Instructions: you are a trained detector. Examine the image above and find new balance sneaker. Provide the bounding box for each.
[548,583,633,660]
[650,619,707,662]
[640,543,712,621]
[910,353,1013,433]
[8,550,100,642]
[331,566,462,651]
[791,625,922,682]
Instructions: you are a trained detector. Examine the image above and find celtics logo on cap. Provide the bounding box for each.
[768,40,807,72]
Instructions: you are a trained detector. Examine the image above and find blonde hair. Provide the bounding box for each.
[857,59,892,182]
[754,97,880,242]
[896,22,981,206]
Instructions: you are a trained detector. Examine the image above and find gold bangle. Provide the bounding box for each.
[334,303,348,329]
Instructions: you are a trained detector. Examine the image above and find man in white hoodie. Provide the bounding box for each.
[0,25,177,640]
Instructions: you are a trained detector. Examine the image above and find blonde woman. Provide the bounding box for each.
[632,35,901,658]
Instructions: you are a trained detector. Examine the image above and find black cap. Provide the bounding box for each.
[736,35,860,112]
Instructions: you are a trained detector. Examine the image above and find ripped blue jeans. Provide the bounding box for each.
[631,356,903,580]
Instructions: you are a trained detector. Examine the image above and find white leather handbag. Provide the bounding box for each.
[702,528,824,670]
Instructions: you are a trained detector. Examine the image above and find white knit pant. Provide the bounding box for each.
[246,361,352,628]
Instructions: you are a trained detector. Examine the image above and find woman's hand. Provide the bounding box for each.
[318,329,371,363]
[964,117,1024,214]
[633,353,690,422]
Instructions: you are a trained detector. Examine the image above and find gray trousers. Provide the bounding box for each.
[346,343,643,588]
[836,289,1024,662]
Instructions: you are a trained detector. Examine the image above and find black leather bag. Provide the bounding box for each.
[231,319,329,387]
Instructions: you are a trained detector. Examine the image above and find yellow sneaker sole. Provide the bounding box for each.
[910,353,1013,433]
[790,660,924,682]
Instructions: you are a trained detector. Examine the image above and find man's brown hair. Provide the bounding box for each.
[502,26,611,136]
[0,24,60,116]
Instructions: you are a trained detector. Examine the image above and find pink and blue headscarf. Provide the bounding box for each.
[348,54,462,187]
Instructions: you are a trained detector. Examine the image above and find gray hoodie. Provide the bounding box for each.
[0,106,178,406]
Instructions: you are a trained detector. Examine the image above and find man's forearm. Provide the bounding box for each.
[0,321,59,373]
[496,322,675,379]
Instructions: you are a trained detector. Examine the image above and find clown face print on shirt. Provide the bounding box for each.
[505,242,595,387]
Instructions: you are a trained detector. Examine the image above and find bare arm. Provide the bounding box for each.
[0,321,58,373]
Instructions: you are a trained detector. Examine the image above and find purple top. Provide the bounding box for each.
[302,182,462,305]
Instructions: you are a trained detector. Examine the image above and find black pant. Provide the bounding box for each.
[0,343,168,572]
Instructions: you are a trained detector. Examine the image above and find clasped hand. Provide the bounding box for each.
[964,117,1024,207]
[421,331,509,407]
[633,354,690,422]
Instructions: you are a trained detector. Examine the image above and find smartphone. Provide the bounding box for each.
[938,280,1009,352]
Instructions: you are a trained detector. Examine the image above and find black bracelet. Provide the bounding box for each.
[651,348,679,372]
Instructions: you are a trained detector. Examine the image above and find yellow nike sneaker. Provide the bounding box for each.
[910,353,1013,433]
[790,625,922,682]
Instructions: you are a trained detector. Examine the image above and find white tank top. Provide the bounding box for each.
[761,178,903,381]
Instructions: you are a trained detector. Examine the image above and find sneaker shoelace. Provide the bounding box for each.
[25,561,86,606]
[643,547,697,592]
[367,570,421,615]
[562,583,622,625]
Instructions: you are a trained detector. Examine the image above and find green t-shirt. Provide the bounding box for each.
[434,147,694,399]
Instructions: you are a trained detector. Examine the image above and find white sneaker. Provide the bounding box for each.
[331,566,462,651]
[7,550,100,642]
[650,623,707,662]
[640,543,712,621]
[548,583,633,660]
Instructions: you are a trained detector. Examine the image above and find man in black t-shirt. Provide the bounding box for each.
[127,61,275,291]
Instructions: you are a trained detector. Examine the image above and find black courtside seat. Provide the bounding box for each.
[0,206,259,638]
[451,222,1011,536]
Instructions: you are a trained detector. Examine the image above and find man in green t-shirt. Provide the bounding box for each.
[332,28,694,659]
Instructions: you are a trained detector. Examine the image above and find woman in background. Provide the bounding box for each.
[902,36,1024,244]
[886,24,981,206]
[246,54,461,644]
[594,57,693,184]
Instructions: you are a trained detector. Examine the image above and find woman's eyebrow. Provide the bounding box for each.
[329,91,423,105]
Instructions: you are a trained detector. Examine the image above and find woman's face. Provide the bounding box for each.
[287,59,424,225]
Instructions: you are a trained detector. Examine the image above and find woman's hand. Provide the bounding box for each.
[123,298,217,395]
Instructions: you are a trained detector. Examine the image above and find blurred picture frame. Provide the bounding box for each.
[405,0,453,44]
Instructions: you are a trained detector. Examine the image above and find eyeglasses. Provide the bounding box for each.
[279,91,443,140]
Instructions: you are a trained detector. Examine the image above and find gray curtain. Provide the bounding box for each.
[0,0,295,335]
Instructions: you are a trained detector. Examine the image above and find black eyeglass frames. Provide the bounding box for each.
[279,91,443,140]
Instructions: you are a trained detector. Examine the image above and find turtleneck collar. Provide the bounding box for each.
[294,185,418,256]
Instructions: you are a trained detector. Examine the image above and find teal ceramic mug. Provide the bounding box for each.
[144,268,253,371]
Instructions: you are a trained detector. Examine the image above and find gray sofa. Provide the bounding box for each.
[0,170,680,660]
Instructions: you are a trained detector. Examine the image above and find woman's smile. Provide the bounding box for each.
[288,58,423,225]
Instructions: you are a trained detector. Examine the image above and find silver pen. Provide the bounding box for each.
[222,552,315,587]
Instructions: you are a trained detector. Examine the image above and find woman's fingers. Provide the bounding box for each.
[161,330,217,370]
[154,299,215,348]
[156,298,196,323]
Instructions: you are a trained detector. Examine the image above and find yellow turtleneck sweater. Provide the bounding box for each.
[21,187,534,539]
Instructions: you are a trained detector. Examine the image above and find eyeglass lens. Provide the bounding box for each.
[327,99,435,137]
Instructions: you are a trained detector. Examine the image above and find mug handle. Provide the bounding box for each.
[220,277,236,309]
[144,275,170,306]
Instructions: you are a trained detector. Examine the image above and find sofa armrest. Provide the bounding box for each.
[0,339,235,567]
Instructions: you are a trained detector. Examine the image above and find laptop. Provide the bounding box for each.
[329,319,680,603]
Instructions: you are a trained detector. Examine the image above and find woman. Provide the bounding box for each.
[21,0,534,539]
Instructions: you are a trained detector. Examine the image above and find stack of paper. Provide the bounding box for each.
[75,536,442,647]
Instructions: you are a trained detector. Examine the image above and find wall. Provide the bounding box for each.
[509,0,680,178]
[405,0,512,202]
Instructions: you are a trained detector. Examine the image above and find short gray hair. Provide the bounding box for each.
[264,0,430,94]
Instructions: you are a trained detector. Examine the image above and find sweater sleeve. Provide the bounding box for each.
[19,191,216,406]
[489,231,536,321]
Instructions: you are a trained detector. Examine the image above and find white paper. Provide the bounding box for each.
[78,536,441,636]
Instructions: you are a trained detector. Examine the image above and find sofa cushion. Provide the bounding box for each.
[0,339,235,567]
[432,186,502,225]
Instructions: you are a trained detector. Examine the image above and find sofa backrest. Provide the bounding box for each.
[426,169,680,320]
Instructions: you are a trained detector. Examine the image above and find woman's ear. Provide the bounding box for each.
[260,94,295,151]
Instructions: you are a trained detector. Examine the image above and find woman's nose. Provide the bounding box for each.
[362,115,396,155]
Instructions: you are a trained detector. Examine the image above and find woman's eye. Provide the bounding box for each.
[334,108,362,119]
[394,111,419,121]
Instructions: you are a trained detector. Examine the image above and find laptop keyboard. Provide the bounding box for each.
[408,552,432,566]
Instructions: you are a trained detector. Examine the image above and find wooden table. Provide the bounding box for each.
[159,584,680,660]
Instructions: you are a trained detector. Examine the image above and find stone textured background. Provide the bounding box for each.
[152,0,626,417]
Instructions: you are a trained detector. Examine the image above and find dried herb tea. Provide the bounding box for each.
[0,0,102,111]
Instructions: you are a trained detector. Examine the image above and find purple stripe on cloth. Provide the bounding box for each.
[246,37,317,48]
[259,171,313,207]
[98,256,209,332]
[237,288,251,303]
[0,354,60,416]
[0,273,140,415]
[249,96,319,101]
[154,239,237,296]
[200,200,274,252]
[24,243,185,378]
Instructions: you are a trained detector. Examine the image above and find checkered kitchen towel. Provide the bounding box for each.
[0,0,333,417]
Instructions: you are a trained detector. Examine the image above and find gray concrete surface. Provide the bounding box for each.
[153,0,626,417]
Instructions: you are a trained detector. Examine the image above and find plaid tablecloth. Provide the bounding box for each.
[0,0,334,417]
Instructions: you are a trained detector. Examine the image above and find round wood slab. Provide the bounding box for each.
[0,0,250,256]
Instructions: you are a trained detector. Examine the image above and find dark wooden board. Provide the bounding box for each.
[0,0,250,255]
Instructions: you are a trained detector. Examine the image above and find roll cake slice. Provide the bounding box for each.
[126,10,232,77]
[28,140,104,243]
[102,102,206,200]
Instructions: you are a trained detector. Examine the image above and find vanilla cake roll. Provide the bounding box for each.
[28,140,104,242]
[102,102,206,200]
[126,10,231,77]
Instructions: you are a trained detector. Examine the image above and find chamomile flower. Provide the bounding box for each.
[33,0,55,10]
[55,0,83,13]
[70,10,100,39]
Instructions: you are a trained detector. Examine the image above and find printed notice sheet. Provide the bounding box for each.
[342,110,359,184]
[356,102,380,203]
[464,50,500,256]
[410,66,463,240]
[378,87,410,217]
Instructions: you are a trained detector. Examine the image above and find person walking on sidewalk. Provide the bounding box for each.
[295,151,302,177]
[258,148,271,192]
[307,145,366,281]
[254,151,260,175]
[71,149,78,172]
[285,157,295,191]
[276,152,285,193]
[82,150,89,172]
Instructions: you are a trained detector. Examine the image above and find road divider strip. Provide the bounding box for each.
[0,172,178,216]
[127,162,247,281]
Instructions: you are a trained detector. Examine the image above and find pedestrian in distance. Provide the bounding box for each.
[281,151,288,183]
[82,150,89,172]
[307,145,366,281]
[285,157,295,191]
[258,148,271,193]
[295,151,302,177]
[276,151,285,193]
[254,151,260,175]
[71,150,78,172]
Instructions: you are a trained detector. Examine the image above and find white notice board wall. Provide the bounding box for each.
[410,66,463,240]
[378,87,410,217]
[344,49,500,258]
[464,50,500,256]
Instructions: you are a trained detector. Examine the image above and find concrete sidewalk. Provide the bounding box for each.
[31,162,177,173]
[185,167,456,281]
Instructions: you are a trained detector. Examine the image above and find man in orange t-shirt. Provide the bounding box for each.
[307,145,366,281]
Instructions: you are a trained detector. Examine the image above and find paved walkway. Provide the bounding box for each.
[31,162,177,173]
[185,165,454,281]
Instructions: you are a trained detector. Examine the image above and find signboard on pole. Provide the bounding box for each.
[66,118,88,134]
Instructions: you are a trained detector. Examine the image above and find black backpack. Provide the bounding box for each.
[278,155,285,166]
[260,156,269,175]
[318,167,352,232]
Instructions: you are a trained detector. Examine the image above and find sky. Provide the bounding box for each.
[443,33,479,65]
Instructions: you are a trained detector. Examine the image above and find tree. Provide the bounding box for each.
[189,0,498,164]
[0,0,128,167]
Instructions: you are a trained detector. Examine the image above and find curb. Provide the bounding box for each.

===============

> Given problem
Please rewrite the entries from the line with "blonde hair. Provide the bounding box for each." to the line with "[896,22,981,206]", putting "careful" in place of "trained" and keeping everything else the same.

> Task output
Instructions: you are a careful detector. Examine the image above and find blonde hair. Provide the bounding box for each.
[857,59,892,182]
[754,97,880,242]
[896,22,981,206]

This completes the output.